To W. D. Howells, in Boston:

Sunday Night. 1877. MY DEAR HOWELLS,--My sense of disgrace does not abate. It grows. I see that it is going to add itself to my list of permanencies--a list of humiliations that extends back to when I was seven years old, and which keep on persecuting me regardless of my repentancies.

I feel that my misfortune has injured me all over the country; therefore it will be best that I retire from before the public at present. It will hurt the Atlantic for me to appear in its pages, now. So it is my opinion and my wife's that the telephone story had better be suppressed. Will you return those proofs or revises to me, so that I can use the same on some future occasion?

It seems as if I must have been insane when I wrote that speech and saw no harm in it, no disrespect toward those men whom I reverenced so much. And what shame I brought upon you, after what you said in introducing me! It burns me like fire to think of it.

The whole matter is a dreadful subject--let me drop it here--at least on paper. Penitently yrs, MARK.


Howells sent back a comforting letter. "I have no idea of dropping you out of the Atlantic," he wrote; "and Mr. Houghton has still less, if possible. You are going to help and not hurt us many a year yet, if you will.... You are not going to be floored by it; there is more justice than that, even in this world."

Howells added that Charles Elliot Norton had expressed just the right feeling concerning the whole affair, and that many who had not heard the speech, but read the newspaper reports of it, had found it without offense.

— Information shown —
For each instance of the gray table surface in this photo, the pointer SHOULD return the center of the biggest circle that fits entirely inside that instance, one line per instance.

— Directions for this task —
Summarize the letter to W. D. Howells and his reply in two sentences.

— Answer below —
In an 1877 letter to Howells, Mark writes that his disgrace over a speech keeps growing and that he must have been insane to see no harm in it, so he asks that the telephone story be suppressed and the proofs returned to spare the Atlantic. Howells replies that neither he nor Mr. Houghton has any idea of dropping him from the Atlantic, and adds that Charles Elliot Norton felt rightly about the affair and that many who read newspaper reports of the speech found it without offense.